It has been a time of upheaval for the Southwest Iceland town of Grindavík (pop. 3,600), which was evacuated on November 10 amid powerful seismic activity. Earthquakes and the formation of a magma dike under the town have opened crevasses and damaged roads, homes, and infrastructure in and around Grindavík. An eruption is still considered a possibility, though the likelihood of one has diminished.
As of late November, the most likely location for an eruption is considered to be between Sýlingarfell and Hagafell mountains, northeast of Grindavík and east of Svartsengi Power Station and the Blue Lagoon. While the evacuation order remains in effect, Grindavík residents are permitted to enter the town to retrieve belongings and maintain their homes and properties. Some businesses in the town have also restarted operations.
As always, volcanic activity is difficult to predict. As the last eruptions on the Reykjanes peninsula have shown, Iceland has some of the best-monitored volcanoes in the world, but despite this, when, where, and if an eruption will occur can be difficult to say with precision, even for experts. With that warning out of the way, here’s what we know so far about the latest phase of seismic activity on the Reykjanes peninsula.
Earthquakes and uplift on Reykjanes
An earthquake swarm began on the Reykjanes peninsula on the night of October 24, 2023 just north of the town of Grindavík. On October 27, the land in the area began to rise, indicating a magma intrusion in the earth below. The intrusion was later confirmed by experts, some 4-5 kilometres [2.5-3.1 miles] below the surface of the peninsula, not far from where three eruptions have occurred over the last three years.

> Dataset content:
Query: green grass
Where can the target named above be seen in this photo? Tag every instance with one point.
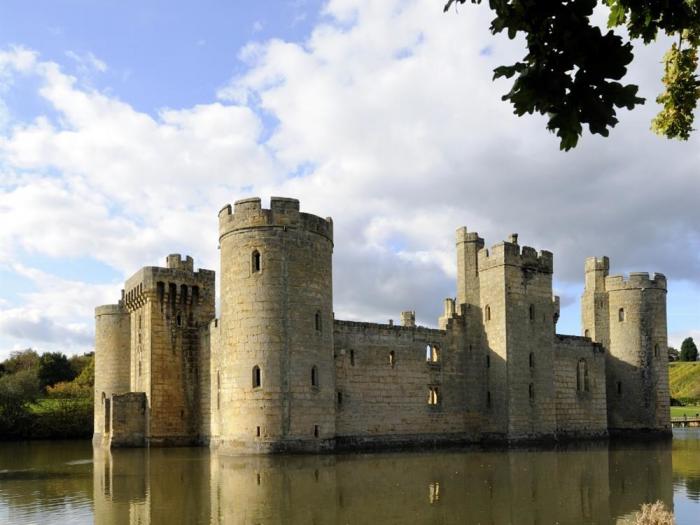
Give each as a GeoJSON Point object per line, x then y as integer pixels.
{"type": "Point", "coordinates": [684, 380]}
{"type": "Point", "coordinates": [688, 411]}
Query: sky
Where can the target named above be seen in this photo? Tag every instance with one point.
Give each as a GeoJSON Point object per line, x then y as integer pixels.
{"type": "Point", "coordinates": [125, 126]}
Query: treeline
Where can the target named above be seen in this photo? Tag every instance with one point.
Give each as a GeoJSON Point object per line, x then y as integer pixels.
{"type": "Point", "coordinates": [46, 396]}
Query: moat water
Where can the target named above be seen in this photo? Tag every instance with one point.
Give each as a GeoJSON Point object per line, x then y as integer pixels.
{"type": "Point", "coordinates": [66, 483]}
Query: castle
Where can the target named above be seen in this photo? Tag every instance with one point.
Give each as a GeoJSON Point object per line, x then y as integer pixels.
{"type": "Point", "coordinates": [277, 372]}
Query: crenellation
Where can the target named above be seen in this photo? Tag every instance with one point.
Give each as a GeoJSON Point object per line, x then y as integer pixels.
{"type": "Point", "coordinates": [277, 372]}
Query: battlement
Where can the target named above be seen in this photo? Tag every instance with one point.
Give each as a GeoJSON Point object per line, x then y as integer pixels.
{"type": "Point", "coordinates": [177, 280]}
{"type": "Point", "coordinates": [174, 261]}
{"type": "Point", "coordinates": [636, 280]}
{"type": "Point", "coordinates": [110, 309]}
{"type": "Point", "coordinates": [283, 213]}
{"type": "Point", "coordinates": [463, 235]}
{"type": "Point", "coordinates": [512, 254]}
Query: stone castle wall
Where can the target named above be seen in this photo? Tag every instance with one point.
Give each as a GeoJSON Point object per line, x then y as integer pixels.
{"type": "Point", "coordinates": [276, 372]}
{"type": "Point", "coordinates": [384, 378]}
{"type": "Point", "coordinates": [579, 383]}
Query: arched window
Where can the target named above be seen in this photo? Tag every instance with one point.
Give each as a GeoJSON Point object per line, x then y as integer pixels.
{"type": "Point", "coordinates": [582, 376]}
{"type": "Point", "coordinates": [256, 261]}
{"type": "Point", "coordinates": [433, 396]}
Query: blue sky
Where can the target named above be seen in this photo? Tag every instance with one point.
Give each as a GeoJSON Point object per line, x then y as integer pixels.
{"type": "Point", "coordinates": [125, 126]}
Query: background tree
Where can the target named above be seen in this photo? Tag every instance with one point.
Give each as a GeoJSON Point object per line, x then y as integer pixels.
{"type": "Point", "coordinates": [571, 70]}
{"type": "Point", "coordinates": [54, 367]}
{"type": "Point", "coordinates": [689, 352]}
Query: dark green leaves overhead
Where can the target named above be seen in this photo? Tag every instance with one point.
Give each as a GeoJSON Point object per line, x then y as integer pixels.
{"type": "Point", "coordinates": [572, 70]}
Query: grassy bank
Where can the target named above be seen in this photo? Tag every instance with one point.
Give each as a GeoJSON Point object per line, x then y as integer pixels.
{"type": "Point", "coordinates": [50, 419]}
{"type": "Point", "coordinates": [684, 382]}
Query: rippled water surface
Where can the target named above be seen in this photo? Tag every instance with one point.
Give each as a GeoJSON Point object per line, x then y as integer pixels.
{"type": "Point", "coordinates": [65, 482]}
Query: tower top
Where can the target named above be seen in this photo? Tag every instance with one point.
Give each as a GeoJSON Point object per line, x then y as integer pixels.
{"type": "Point", "coordinates": [283, 213]}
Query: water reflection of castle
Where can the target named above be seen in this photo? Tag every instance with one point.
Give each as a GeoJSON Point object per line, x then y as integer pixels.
{"type": "Point", "coordinates": [595, 484]}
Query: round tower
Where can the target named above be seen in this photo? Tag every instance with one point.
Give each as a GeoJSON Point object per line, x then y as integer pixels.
{"type": "Point", "coordinates": [637, 359]}
{"type": "Point", "coordinates": [275, 382]}
{"type": "Point", "coordinates": [112, 362]}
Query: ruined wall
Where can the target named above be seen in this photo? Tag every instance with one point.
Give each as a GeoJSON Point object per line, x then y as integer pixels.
{"type": "Point", "coordinates": [112, 360]}
{"type": "Point", "coordinates": [276, 331]}
{"type": "Point", "coordinates": [579, 383]}
{"type": "Point", "coordinates": [169, 307]}
{"type": "Point", "coordinates": [384, 377]}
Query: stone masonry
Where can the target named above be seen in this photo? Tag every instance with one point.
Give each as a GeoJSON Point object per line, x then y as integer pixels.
{"type": "Point", "coordinates": [277, 372]}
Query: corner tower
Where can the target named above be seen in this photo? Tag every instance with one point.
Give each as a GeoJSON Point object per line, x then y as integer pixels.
{"type": "Point", "coordinates": [112, 363]}
{"type": "Point", "coordinates": [275, 373]}
{"type": "Point", "coordinates": [637, 359]}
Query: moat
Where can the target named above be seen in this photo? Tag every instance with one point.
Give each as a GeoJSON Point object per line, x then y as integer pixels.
{"type": "Point", "coordinates": [66, 482]}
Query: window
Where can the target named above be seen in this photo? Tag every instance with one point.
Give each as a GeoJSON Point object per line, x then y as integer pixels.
{"type": "Point", "coordinates": [433, 396]}
{"type": "Point", "coordinates": [255, 261]}
{"type": "Point", "coordinates": [582, 376]}
{"type": "Point", "coordinates": [432, 353]}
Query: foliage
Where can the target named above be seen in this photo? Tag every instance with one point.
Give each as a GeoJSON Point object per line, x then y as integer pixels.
{"type": "Point", "coordinates": [21, 360]}
{"type": "Point", "coordinates": [689, 352]}
{"type": "Point", "coordinates": [654, 514]}
{"type": "Point", "coordinates": [54, 367]}
{"type": "Point", "coordinates": [684, 381]}
{"type": "Point", "coordinates": [571, 70]}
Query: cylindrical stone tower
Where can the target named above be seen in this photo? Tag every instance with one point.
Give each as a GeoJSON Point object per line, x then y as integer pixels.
{"type": "Point", "coordinates": [637, 364]}
{"type": "Point", "coordinates": [275, 375]}
{"type": "Point", "coordinates": [112, 362]}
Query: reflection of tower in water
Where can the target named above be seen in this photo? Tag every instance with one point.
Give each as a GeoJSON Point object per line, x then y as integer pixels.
{"type": "Point", "coordinates": [584, 484]}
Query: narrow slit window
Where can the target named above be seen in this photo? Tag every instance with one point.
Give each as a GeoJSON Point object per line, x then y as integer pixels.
{"type": "Point", "coordinates": [256, 261]}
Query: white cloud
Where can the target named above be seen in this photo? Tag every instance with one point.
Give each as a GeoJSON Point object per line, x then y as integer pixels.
{"type": "Point", "coordinates": [388, 116]}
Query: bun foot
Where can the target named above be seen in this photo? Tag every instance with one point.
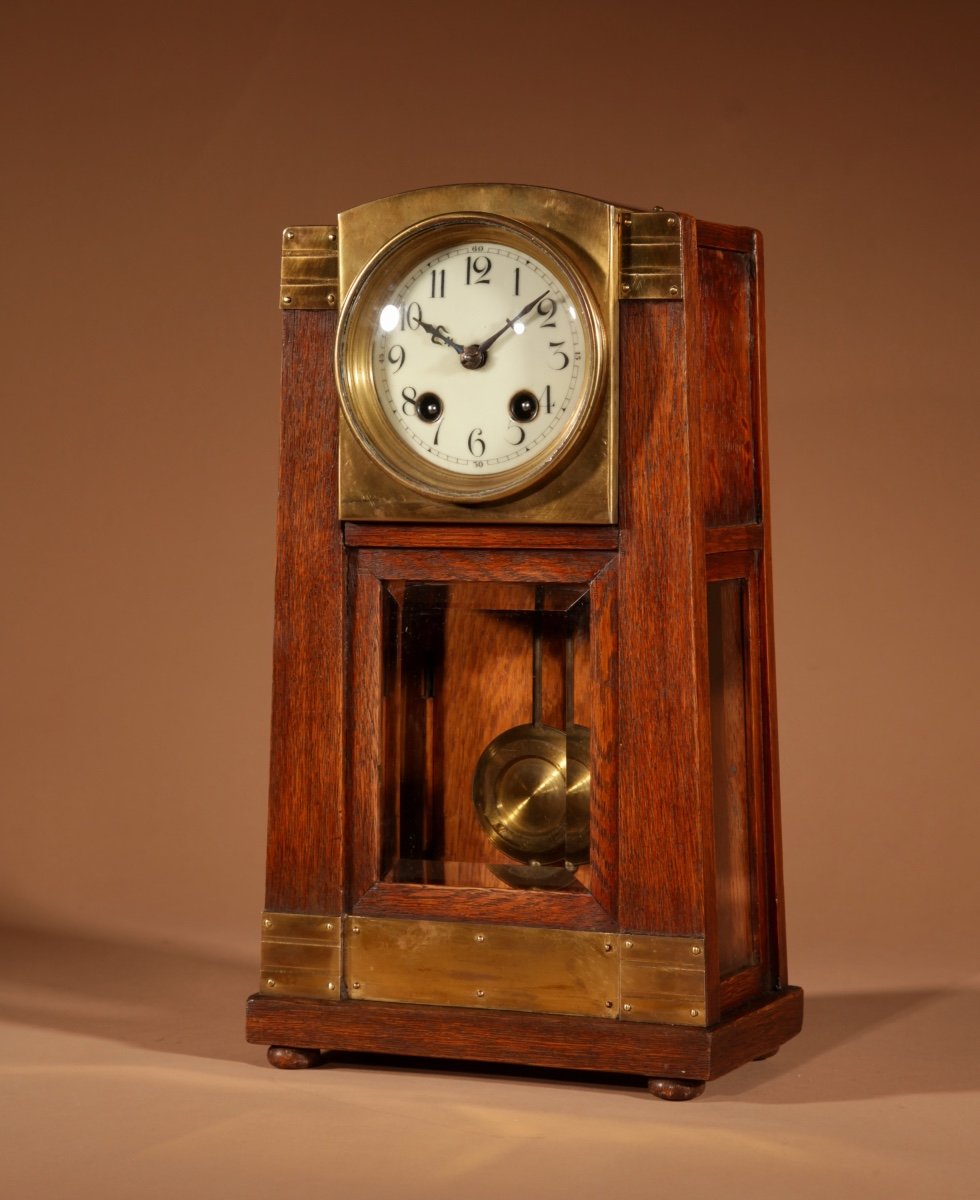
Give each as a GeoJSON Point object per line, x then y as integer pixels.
{"type": "Point", "coordinates": [293, 1057]}
{"type": "Point", "coordinates": [675, 1089]}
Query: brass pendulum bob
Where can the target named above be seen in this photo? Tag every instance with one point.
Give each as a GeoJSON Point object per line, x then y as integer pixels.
{"type": "Point", "coordinates": [531, 790]}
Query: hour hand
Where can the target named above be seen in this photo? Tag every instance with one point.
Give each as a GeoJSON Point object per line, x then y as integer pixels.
{"type": "Point", "coordinates": [440, 336]}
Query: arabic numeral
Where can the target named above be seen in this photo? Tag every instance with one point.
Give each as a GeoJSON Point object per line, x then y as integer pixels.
{"type": "Point", "coordinates": [412, 316]}
{"type": "Point", "coordinates": [478, 269]}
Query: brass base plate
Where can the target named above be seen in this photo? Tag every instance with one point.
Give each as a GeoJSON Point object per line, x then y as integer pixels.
{"type": "Point", "coordinates": [631, 977]}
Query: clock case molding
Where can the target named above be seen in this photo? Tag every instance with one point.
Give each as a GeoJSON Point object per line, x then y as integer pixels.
{"type": "Point", "coordinates": [674, 957]}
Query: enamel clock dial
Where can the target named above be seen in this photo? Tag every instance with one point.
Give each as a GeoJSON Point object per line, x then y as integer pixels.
{"type": "Point", "coordinates": [470, 357]}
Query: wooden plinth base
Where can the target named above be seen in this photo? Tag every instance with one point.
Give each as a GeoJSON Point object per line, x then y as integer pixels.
{"type": "Point", "coordinates": [675, 1059]}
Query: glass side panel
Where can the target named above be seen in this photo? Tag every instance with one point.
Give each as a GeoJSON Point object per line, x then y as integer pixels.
{"type": "Point", "coordinates": [731, 769]}
{"type": "Point", "coordinates": [487, 700]}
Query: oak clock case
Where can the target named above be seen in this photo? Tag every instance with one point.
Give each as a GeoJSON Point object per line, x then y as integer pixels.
{"type": "Point", "coordinates": [524, 799]}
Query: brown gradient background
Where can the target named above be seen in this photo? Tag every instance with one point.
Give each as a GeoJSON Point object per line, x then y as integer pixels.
{"type": "Point", "coordinates": [150, 157]}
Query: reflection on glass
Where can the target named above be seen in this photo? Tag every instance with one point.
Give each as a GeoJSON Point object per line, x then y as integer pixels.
{"type": "Point", "coordinates": [731, 771]}
{"type": "Point", "coordinates": [487, 709]}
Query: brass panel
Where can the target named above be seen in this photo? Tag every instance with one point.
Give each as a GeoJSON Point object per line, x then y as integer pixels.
{"type": "Point", "coordinates": [662, 979]}
{"type": "Point", "coordinates": [651, 262]}
{"type": "Point", "coordinates": [481, 966]}
{"type": "Point", "coordinates": [300, 955]}
{"type": "Point", "coordinates": [310, 265]}
{"type": "Point", "coordinates": [587, 232]}
{"type": "Point", "coordinates": [636, 977]}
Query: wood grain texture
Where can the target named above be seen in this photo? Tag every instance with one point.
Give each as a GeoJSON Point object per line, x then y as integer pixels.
{"type": "Point", "coordinates": [663, 747]}
{"type": "Point", "coordinates": [531, 1038]}
{"type": "Point", "coordinates": [512, 565]}
{"type": "Point", "coordinates": [775, 921]}
{"type": "Point", "coordinates": [723, 539]}
{"type": "Point", "coordinates": [713, 235]}
{"type": "Point", "coordinates": [484, 537]}
{"type": "Point", "coordinates": [726, 351]}
{"type": "Point", "coordinates": [305, 852]}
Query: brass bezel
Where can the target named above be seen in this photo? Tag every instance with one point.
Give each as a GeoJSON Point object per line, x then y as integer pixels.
{"type": "Point", "coordinates": [355, 379]}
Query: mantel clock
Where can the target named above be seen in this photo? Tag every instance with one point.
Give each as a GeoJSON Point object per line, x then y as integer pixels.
{"type": "Point", "coordinates": [523, 787]}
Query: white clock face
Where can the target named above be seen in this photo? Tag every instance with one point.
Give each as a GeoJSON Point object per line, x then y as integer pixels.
{"type": "Point", "coordinates": [481, 358]}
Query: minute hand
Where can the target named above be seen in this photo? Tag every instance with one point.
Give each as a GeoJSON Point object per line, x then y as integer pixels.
{"type": "Point", "coordinates": [509, 324]}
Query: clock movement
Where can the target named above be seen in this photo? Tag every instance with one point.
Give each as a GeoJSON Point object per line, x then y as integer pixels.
{"type": "Point", "coordinates": [524, 801]}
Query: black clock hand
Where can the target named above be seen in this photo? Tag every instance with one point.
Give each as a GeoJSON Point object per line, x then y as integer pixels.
{"type": "Point", "coordinates": [474, 357]}
{"type": "Point", "coordinates": [440, 336]}
{"type": "Point", "coordinates": [509, 324]}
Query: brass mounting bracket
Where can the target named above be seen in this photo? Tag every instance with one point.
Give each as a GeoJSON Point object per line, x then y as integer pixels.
{"type": "Point", "coordinates": [650, 267]}
{"type": "Point", "coordinates": [310, 277]}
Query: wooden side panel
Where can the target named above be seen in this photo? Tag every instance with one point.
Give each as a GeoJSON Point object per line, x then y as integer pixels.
{"type": "Point", "coordinates": [306, 783]}
{"type": "Point", "coordinates": [728, 382]}
{"type": "Point", "coordinates": [665, 831]}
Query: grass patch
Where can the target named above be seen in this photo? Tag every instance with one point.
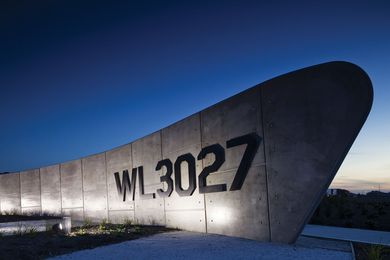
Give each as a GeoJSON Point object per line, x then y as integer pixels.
{"type": "Point", "coordinates": [38, 245]}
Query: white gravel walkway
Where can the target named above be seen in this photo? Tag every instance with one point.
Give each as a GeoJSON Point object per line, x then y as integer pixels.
{"type": "Point", "coordinates": [190, 245]}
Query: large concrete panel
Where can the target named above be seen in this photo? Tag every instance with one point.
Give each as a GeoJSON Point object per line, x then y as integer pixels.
{"type": "Point", "coordinates": [10, 192]}
{"type": "Point", "coordinates": [311, 118]}
{"type": "Point", "coordinates": [95, 187]}
{"type": "Point", "coordinates": [180, 138]}
{"type": "Point", "coordinates": [30, 186]}
{"type": "Point", "coordinates": [51, 189]}
{"type": "Point", "coordinates": [118, 160]}
{"type": "Point", "coordinates": [231, 118]}
{"type": "Point", "coordinates": [146, 152]}
{"type": "Point", "coordinates": [71, 185]}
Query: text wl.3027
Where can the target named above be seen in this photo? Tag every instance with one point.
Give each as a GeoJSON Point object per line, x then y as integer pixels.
{"type": "Point", "coordinates": [127, 185]}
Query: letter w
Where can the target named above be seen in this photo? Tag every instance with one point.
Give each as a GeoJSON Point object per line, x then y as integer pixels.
{"type": "Point", "coordinates": [127, 184]}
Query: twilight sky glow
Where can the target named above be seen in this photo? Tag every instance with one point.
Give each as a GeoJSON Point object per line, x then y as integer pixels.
{"type": "Point", "coordinates": [79, 77]}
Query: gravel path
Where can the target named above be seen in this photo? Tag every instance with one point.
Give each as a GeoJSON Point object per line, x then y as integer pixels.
{"type": "Point", "coordinates": [190, 245]}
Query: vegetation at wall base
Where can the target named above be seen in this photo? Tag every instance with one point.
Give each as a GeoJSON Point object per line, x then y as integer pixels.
{"type": "Point", "coordinates": [38, 245]}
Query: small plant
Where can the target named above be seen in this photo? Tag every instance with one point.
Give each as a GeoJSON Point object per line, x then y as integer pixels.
{"type": "Point", "coordinates": [31, 230]}
{"type": "Point", "coordinates": [87, 223]}
{"type": "Point", "coordinates": [127, 222]}
{"type": "Point", "coordinates": [103, 225]}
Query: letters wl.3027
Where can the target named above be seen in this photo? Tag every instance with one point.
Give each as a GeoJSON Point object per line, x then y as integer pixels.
{"type": "Point", "coordinates": [127, 185]}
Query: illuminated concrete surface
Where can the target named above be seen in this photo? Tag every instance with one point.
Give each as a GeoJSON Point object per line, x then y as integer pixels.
{"type": "Point", "coordinates": [187, 245]}
{"type": "Point", "coordinates": [300, 127]}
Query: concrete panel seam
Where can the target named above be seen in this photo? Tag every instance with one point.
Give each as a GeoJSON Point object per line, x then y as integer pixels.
{"type": "Point", "coordinates": [162, 156]}
{"type": "Point", "coordinates": [59, 170]}
{"type": "Point", "coordinates": [40, 188]}
{"type": "Point", "coordinates": [265, 161]}
{"type": "Point", "coordinates": [106, 172]}
{"type": "Point", "coordinates": [82, 185]}
{"type": "Point", "coordinates": [20, 192]}
{"type": "Point", "coordinates": [132, 165]}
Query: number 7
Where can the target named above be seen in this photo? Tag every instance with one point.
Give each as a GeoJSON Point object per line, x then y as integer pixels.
{"type": "Point", "coordinates": [252, 141]}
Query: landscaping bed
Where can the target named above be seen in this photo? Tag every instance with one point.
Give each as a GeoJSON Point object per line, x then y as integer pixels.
{"type": "Point", "coordinates": [15, 218]}
{"type": "Point", "coordinates": [38, 245]}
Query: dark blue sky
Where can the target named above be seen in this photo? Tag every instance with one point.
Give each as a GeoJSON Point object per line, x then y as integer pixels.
{"type": "Point", "coordinates": [80, 78]}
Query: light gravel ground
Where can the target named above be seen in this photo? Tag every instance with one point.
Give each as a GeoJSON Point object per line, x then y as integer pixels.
{"type": "Point", "coordinates": [348, 234]}
{"type": "Point", "coordinates": [190, 245]}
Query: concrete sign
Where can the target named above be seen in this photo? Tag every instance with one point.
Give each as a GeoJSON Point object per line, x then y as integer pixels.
{"type": "Point", "coordinates": [255, 165]}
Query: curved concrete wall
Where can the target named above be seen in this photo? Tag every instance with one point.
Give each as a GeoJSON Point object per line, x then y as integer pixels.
{"type": "Point", "coordinates": [254, 165]}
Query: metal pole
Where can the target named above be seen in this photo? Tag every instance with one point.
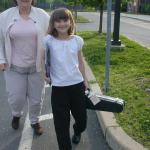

> Written instruction: In the text on Grindavík, on what date was the town evacuated? The items have nothing to do with this.

> In response: November 10